• **WHAT IS BEING ASKED**
All of the data below is to be copied again without changes.

• **RECORDS SUPPLIED**
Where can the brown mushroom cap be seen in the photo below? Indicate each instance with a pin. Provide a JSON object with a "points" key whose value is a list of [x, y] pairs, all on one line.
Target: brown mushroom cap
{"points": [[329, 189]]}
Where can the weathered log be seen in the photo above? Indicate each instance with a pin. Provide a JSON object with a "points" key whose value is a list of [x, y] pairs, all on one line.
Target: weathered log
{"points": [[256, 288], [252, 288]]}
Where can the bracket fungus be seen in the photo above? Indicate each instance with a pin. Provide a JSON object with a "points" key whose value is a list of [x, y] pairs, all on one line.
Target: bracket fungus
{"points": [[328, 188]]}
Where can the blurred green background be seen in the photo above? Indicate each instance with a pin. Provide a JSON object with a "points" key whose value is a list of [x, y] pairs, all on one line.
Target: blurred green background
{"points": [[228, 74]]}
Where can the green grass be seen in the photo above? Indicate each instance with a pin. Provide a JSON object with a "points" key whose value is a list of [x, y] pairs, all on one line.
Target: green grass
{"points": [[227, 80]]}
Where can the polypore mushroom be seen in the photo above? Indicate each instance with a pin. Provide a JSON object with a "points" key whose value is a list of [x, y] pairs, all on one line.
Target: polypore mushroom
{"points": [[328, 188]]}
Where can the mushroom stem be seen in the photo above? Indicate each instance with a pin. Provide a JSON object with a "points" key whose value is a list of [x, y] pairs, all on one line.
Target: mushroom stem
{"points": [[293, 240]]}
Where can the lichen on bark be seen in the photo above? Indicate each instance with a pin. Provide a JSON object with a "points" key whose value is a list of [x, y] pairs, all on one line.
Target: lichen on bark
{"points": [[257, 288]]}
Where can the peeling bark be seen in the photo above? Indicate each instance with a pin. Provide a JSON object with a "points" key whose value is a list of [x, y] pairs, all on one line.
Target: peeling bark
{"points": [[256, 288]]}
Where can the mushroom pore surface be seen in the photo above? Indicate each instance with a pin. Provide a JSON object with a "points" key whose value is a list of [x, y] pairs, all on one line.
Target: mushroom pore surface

• **WORKED SOLUTION**
Where can the brown mushroom cap be seen in the photo below? Indicate each instance with a pin. Provide a JSON object with a "points" key whose value is a list of [x, y] pairs, all on one line.
Target: brown mushroom cap
{"points": [[329, 189]]}
Where can the weathered log be seen in the photo above? Indicate each instance with a pin. Provide a JSON object with a "points" key whose value is a list of [x, y] pairs, all on one line.
Target: weathered log
{"points": [[256, 288], [252, 288]]}
Where can the bracket fungus be seen in the photo above? Indicate each instance with a pin. Provide a JSON object with a "points" key whose value is a list of [x, y] pairs, all on one line.
Target: bracket fungus
{"points": [[328, 188]]}
Where can the blurred green background be seen in the photo above? Indicate each instance with a pin. Provide a JSON object with a "points" key whose value is a list of [x, y] pairs, all on one line.
Target: blurred green background
{"points": [[228, 74]]}
Where can the green grass be seen in the photo above? Indicate each instance with a pin. Provide a JSON object with a "points" key whose value is a list of [x, y] pairs, all on one line.
Target: green grass
{"points": [[227, 80]]}
Where can the polypore mushroom be seen in the photo above? Indicate each instance with a pin. Provide a JSON object with a "points" key whose value is a list of [x, y] pairs, all on one line.
Target: polypore mushroom
{"points": [[328, 188]]}
Where can the mushroom stem be seen in the photo above? Indicate each instance with a pin. Provide a JSON object with a "points" key whose value is a list of [x, y] pairs, all on one line.
Target: mushroom stem
{"points": [[293, 240]]}
Where can the lichen on bark be seen in the photo above? Indicate each instance with a pin. Provide a JSON object with a "points" key whose value is a list of [x, y] pairs, all on one line.
Target: lichen on bark
{"points": [[257, 288]]}
Where can the peeling bark be seen in the photo above? Indicate each instance with a pin. Provide a JSON object with a "points" key whose value is a list of [x, y] pairs, all on one line.
Target: peeling bark
{"points": [[256, 288]]}
Where can the mushroom pore surface be seen in the photo above? Indicate each instance with a pin. Provide a JSON object with a "points" key whose value is a list of [x, y] pairs, all on one line.
Target: mushroom pore surface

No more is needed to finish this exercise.